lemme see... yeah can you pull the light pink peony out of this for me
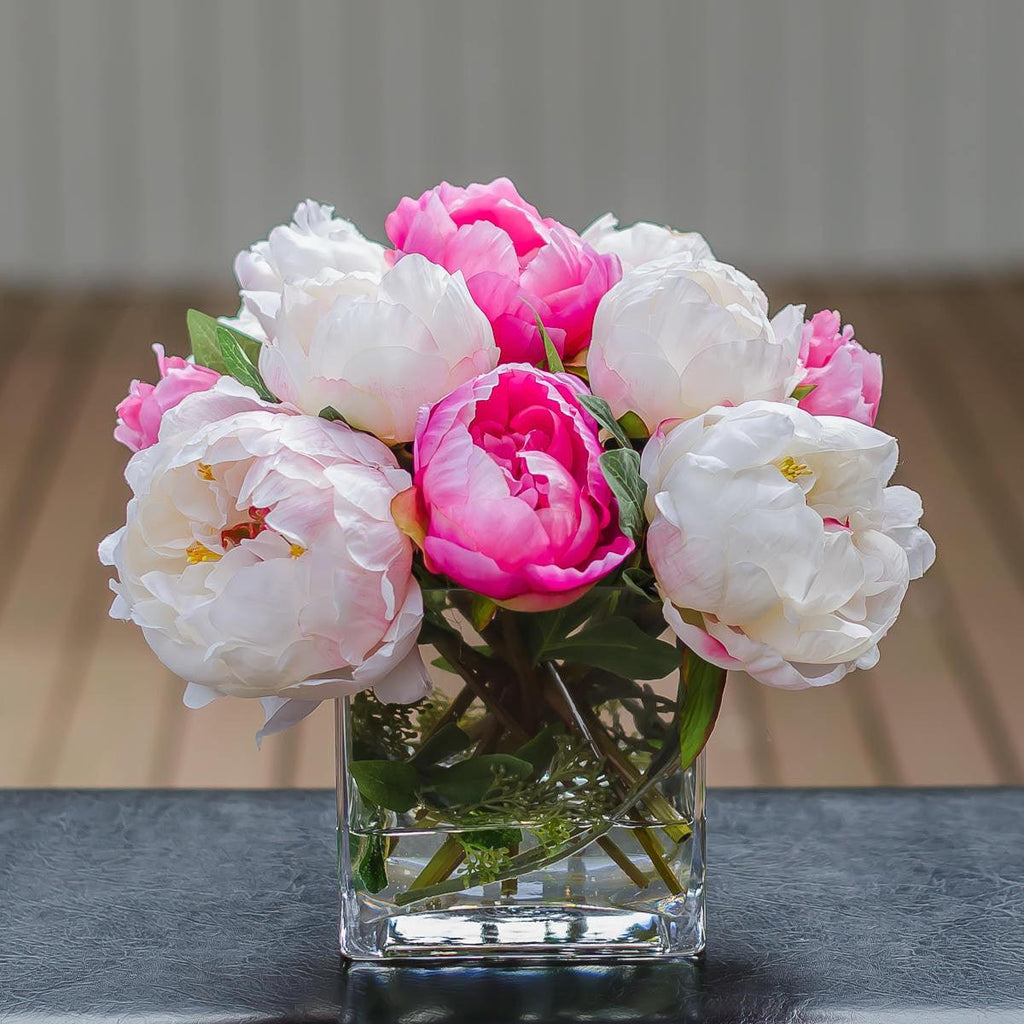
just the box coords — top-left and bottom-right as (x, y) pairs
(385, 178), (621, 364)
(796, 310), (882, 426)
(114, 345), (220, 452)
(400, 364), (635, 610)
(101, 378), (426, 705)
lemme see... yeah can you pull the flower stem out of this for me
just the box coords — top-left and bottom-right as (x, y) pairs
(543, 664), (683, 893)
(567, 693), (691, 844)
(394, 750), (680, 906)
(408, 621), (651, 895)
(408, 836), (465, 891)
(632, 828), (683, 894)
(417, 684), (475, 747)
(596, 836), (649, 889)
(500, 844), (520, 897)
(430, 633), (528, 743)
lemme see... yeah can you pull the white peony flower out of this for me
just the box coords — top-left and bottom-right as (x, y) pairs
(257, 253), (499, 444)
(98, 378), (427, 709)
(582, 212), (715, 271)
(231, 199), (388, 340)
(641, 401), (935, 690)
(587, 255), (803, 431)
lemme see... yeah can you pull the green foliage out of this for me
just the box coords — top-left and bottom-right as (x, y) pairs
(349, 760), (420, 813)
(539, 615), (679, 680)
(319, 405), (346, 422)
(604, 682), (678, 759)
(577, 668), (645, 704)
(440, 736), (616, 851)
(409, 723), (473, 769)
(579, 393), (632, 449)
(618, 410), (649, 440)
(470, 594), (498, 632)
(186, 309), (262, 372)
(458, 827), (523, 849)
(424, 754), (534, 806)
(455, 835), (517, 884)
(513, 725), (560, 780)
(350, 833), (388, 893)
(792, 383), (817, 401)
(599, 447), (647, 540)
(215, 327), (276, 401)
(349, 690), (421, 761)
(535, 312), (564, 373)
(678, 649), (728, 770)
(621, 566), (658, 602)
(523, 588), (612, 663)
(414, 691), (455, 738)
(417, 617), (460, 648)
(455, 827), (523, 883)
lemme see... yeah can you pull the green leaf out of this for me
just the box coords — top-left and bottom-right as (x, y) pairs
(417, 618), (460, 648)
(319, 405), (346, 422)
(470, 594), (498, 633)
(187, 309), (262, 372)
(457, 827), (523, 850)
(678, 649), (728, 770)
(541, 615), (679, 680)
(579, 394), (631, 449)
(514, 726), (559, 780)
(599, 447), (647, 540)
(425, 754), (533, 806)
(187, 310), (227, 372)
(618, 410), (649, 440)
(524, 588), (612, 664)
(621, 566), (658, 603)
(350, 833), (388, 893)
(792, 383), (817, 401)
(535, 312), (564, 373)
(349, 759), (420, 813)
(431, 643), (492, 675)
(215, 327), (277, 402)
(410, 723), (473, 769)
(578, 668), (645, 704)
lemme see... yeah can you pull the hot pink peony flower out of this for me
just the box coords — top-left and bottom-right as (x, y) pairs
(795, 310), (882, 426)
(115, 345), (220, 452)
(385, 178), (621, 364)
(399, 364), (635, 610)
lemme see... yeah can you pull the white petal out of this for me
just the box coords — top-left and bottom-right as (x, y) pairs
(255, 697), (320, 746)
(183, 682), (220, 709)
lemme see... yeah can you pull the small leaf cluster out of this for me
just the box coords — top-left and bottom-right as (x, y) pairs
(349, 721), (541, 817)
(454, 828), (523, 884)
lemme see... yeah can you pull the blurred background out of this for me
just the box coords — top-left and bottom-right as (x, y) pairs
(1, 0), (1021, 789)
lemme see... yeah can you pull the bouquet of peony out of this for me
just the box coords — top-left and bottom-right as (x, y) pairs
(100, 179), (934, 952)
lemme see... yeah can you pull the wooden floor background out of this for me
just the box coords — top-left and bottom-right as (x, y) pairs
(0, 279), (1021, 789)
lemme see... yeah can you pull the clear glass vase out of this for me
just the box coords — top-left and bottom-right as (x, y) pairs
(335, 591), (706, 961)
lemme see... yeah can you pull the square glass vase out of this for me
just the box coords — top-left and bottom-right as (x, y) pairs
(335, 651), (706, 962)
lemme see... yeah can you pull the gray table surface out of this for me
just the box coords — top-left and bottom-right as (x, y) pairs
# # #
Repeat every entry above word for word, and include no pictures.

lemme see... yeah can you pull the light pink peony out of this for me
just the box coords — top-left and bottom-right as (x, y) pairs
(385, 178), (621, 364)
(796, 310), (882, 426)
(114, 345), (220, 452)
(400, 364), (635, 610)
(101, 378), (426, 705)
lemme see... yeah can you pull the flower stem out of this for me
just the box coords — top-left and bottom-right as (x, y) pairs
(543, 664), (683, 893)
(567, 693), (691, 844)
(394, 750), (680, 906)
(408, 621), (651, 895)
(408, 836), (465, 891)
(632, 828), (683, 894)
(417, 684), (475, 747)
(596, 836), (649, 889)
(500, 844), (520, 897)
(430, 633), (528, 743)
lemme see... yeah can you pull the white peony flower out of this for me
just the box coords — top-left and bottom-right as (x, y) pairs
(257, 253), (499, 444)
(98, 378), (427, 709)
(582, 212), (715, 271)
(231, 199), (388, 340)
(641, 401), (935, 690)
(587, 255), (803, 431)
lemme see... yeah can you pull the green foliage out of this for me
just the box coords — top-left and bottom-right as (x, y) pairs
(349, 760), (420, 813)
(539, 615), (679, 680)
(319, 405), (346, 422)
(604, 682), (678, 759)
(577, 668), (645, 704)
(440, 736), (616, 851)
(409, 723), (473, 769)
(579, 393), (632, 449)
(618, 410), (649, 440)
(470, 594), (498, 632)
(186, 309), (262, 372)
(458, 827), (523, 849)
(424, 754), (534, 806)
(455, 835), (517, 884)
(513, 725), (560, 780)
(350, 833), (388, 893)
(792, 383), (817, 401)
(599, 447), (647, 540)
(215, 327), (276, 401)
(349, 690), (421, 761)
(535, 312), (564, 373)
(678, 649), (728, 770)
(621, 566), (658, 602)
(523, 588), (612, 663)
(414, 691), (455, 738)
(417, 617), (460, 648)
(455, 827), (523, 883)
lemme see... yeah can you pull the green leaf out of this for me
just the box coords — top-left and bottom-right as (x, y) pairs
(417, 618), (460, 648)
(319, 405), (346, 422)
(470, 594), (498, 633)
(187, 309), (262, 372)
(457, 827), (523, 850)
(678, 649), (728, 770)
(541, 615), (679, 680)
(579, 394), (631, 449)
(514, 726), (559, 780)
(599, 447), (647, 540)
(425, 754), (533, 806)
(187, 310), (227, 372)
(618, 410), (649, 440)
(524, 588), (612, 664)
(621, 566), (658, 603)
(350, 833), (388, 893)
(792, 383), (817, 401)
(535, 312), (564, 373)
(349, 759), (420, 813)
(431, 643), (492, 675)
(215, 327), (277, 402)
(410, 723), (473, 769)
(578, 668), (645, 704)
lemme see... yeah can you pull the hot pink peony flower out of this for me
just the box coords — top-left and bottom-right as (x, y) pairs
(795, 310), (882, 426)
(115, 345), (220, 452)
(385, 178), (621, 364)
(399, 364), (635, 610)
lemme see... yeah can you pull the white petal out of this for me
just the box coords — top-left and bottom-right as (x, y) pairs
(255, 697), (320, 746)
(183, 682), (220, 709)
lemme see... yeah can you pull the small leaf cluster out of this for me
just the box coords — top-left and bottom-right as (x, y) pairs
(349, 721), (541, 817)
(454, 828), (523, 884)
lemme see... yeah can you pull the blurred background out of this for me
just the box coords — top-left and bottom-right as (x, y) pairs
(1, 0), (1021, 789)
lemme see... yeah can you pull the bouquet of peony out of this for me
just the box coords — top-left and bottom-right as (x, y) pairs
(100, 179), (934, 952)
lemme see... yeah can you pull the wooden floor background out of this for me
just the box coords — top-left and bottom-right as (x, y) pairs
(0, 279), (1021, 789)
lemme see... yeah can you pull the clear glass vase out of this for me
just the box coords — top-left and bottom-right as (x, y) pairs
(335, 591), (706, 961)
lemme see... yeah can you pull the square glass vase out of this for me
just the box coords — top-left and bottom-right as (x, y) pairs
(335, 651), (706, 962)
lemme see... yeah can you pull the gray table surface out of this for me
just the box coords — top-left and bottom-right as (x, y) pairs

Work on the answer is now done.